§ About this exercise
All the lines below should be set down exactly, with no picture carried into the copy.

§ Dataset records
....................

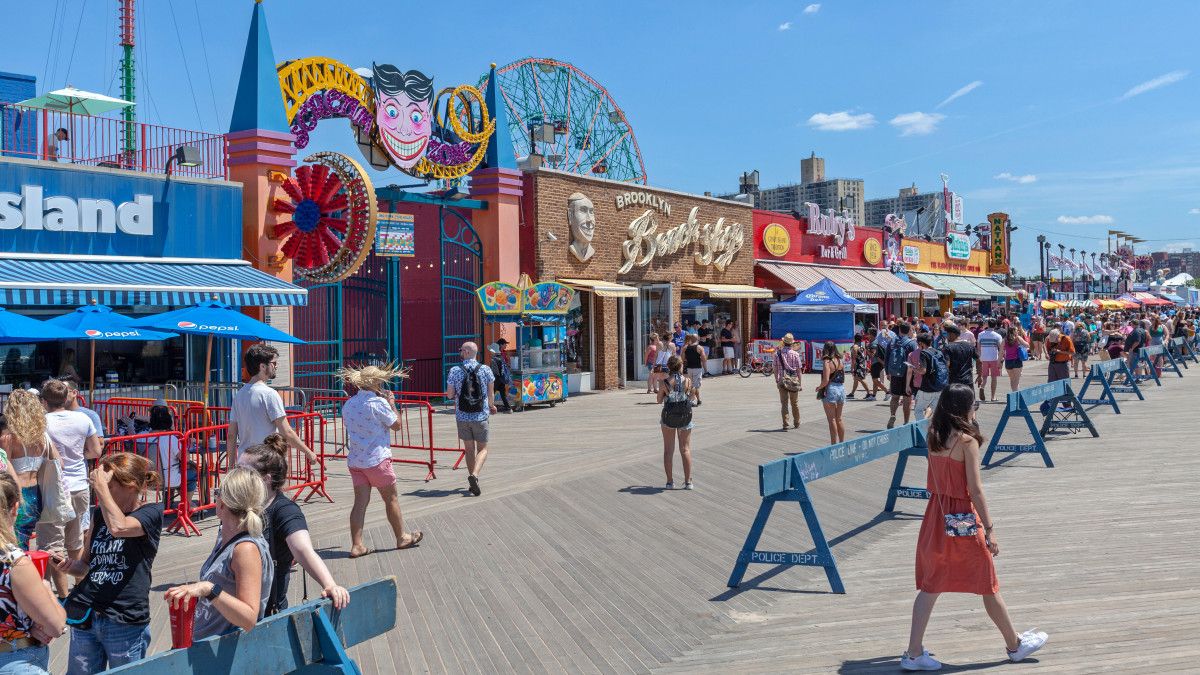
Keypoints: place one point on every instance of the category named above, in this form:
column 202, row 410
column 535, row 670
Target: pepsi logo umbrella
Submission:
column 100, row 322
column 16, row 328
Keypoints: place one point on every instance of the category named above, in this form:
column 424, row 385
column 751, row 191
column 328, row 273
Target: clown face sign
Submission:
column 402, row 113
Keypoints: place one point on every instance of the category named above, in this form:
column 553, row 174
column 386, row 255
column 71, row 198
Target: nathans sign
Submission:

....................

§ Written response
Keypoints: place one point on every instance of the category named above, in this form:
column 202, row 410
column 535, row 670
Target: pepsi logo umbrella
Submission:
column 100, row 322
column 16, row 328
Keypoints: place one point on every instance of the category named above, in this form:
column 424, row 385
column 751, row 191
column 328, row 273
Target: clown face sign
Submission:
column 402, row 113
Keypoints: place one point on every instance of the category named above, in this form:
column 553, row 174
column 386, row 255
column 71, row 198
Target: nathans sign
Submission:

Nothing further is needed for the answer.